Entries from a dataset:
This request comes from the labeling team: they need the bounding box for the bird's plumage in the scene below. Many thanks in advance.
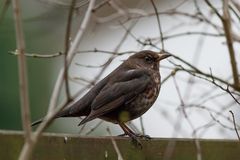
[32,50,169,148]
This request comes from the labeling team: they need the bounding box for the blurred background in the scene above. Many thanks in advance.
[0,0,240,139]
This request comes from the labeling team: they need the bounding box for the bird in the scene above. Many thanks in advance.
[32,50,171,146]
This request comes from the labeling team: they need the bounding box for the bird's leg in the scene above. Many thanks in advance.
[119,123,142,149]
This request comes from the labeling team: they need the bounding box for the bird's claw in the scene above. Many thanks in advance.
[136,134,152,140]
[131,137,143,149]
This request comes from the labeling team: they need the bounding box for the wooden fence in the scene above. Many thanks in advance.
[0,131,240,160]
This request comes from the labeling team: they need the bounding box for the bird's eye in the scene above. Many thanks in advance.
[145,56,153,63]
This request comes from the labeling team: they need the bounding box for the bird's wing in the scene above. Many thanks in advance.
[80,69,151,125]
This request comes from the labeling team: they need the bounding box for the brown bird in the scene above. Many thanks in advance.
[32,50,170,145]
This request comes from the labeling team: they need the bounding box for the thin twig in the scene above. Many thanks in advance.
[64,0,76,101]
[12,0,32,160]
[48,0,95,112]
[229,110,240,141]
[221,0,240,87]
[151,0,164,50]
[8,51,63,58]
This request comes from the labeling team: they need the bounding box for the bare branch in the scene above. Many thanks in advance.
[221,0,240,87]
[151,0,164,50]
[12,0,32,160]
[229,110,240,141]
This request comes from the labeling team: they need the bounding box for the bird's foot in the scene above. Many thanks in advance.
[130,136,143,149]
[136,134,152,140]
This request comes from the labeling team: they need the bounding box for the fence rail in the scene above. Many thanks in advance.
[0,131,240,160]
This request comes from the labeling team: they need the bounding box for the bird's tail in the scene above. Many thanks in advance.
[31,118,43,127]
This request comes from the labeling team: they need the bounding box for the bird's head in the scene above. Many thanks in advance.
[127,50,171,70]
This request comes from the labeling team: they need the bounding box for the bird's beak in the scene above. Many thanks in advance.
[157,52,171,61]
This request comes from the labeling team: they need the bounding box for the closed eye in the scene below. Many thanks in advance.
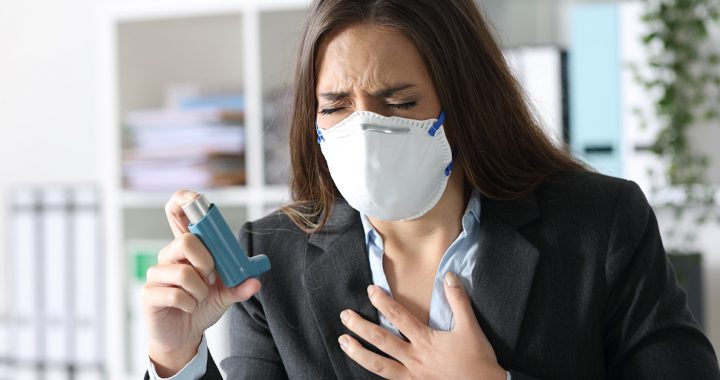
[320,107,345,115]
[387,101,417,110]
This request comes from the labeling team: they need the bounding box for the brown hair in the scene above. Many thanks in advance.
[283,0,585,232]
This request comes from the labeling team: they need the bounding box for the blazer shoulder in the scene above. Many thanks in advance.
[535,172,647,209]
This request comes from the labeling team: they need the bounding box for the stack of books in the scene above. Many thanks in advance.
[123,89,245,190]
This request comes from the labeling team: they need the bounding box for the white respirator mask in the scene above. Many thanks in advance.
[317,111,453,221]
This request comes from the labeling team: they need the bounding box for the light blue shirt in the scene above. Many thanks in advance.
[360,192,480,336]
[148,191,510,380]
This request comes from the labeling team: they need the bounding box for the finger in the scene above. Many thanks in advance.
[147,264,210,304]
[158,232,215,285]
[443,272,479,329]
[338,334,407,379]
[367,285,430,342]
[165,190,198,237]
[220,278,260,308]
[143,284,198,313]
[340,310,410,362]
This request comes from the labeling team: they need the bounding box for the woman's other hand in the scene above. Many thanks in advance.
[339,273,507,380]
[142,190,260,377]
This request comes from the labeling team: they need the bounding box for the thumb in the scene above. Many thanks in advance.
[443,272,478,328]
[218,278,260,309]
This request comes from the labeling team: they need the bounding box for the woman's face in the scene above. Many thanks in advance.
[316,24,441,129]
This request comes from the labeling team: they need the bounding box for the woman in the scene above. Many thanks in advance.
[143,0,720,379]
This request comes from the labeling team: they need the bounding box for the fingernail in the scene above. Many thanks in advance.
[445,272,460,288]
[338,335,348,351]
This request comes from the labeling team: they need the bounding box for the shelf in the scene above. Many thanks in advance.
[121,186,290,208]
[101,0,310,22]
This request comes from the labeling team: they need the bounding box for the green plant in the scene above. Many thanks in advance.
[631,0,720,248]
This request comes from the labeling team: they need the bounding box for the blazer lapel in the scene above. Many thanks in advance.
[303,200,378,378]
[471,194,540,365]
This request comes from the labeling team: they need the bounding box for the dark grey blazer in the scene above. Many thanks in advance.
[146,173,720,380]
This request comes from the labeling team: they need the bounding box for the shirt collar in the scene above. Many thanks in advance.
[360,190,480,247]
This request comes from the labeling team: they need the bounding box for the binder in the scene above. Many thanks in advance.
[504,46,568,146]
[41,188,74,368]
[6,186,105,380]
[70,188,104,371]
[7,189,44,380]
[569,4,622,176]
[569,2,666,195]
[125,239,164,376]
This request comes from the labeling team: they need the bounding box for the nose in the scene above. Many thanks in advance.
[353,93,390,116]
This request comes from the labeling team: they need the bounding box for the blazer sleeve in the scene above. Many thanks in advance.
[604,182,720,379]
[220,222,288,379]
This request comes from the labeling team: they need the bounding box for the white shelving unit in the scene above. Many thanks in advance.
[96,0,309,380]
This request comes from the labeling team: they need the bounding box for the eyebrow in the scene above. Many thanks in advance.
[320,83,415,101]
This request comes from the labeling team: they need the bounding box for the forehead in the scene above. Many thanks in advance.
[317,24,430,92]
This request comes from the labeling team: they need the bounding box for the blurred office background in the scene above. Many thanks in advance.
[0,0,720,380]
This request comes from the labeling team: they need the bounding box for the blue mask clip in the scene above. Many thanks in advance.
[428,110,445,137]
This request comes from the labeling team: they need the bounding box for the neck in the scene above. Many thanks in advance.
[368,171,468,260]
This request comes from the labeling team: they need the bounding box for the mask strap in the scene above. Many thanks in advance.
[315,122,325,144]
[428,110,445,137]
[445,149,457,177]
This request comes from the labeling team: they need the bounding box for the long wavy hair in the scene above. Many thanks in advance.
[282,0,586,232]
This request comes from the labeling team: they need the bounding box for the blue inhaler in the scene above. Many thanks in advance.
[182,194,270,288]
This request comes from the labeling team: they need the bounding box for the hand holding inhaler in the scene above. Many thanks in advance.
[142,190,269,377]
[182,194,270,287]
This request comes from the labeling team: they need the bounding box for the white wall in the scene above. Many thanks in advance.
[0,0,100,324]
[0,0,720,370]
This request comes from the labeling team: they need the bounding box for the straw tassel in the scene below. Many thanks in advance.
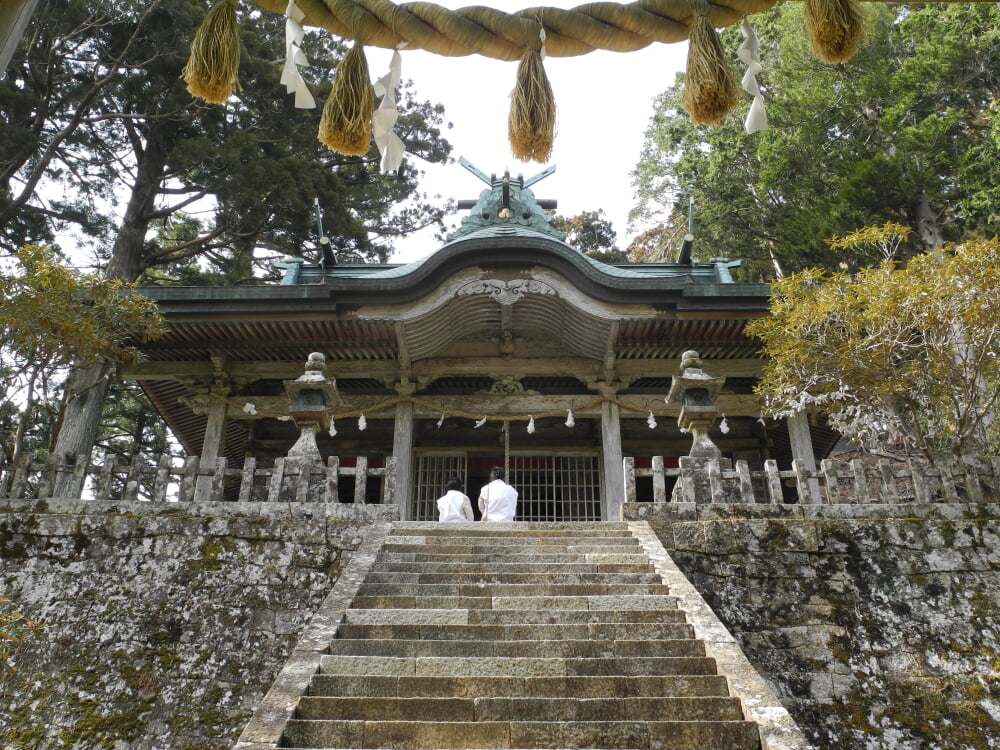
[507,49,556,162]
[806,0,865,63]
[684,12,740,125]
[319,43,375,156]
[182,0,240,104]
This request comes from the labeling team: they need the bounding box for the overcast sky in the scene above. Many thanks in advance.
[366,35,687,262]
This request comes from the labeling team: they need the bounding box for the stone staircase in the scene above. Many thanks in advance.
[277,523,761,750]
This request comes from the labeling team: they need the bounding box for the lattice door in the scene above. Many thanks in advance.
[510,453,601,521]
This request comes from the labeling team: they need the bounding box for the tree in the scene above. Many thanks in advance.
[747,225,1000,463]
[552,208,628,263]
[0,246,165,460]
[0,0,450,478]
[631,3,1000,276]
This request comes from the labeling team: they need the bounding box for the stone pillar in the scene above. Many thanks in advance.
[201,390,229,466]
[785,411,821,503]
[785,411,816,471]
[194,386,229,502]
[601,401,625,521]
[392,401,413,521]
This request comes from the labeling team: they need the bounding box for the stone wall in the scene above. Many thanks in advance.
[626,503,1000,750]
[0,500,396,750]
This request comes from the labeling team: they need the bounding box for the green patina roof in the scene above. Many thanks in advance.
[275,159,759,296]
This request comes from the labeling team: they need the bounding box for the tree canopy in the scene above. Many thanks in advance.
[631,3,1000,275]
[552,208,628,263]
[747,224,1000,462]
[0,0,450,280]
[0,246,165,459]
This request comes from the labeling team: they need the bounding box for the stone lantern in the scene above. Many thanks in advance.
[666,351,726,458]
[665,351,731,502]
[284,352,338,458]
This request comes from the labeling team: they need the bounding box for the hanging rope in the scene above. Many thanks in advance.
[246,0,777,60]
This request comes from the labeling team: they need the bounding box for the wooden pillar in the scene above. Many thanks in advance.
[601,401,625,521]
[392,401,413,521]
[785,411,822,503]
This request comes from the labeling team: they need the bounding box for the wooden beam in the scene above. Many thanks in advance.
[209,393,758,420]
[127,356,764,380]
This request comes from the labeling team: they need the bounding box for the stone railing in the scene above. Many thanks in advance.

---

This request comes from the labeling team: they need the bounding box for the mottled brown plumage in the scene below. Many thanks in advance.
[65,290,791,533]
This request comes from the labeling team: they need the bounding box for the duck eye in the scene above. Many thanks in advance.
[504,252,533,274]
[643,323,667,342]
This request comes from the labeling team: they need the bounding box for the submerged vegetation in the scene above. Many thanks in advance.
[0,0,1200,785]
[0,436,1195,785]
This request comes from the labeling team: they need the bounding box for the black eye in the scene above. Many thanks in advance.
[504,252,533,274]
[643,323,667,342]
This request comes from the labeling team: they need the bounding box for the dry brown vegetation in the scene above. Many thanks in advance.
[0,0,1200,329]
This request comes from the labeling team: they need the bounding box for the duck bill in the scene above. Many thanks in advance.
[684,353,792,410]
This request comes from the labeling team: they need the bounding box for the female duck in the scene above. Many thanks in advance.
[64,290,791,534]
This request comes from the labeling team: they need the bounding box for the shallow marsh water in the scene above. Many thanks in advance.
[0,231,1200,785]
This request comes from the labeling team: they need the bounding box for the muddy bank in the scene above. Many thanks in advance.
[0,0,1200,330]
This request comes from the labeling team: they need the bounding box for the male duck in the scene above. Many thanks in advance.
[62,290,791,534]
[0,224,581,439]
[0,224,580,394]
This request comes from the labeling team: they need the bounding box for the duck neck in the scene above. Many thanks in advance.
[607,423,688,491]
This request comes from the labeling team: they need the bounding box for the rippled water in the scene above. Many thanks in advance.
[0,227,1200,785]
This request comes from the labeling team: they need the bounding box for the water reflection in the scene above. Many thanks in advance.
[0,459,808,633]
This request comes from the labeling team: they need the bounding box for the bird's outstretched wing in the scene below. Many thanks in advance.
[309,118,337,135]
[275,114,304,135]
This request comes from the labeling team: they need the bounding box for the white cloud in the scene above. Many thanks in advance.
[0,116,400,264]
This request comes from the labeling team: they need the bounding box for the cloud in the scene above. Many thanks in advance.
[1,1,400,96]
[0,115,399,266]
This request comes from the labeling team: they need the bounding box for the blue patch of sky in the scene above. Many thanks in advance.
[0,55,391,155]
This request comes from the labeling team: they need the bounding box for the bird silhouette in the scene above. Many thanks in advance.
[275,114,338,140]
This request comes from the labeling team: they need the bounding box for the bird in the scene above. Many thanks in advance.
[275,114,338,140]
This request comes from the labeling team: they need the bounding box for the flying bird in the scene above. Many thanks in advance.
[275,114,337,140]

PROBLEM REQUIREMENTS:
Scale the lines from the one containing "for the closed" up to and including the one containing "[387,101,417,110]", repeating the request too, with every bounding-box coordinate multiplied by 0.65 and rounded to a whole number, halves rounding up. Give only those lines, and leave the pictures out of your answer.

COMPLETE RESPONSE:
This request comes from the labeling team: they need the bounding box for the closed eye in the scene below. Many thanks in advance.
[208,70,224,75]
[252,66,271,72]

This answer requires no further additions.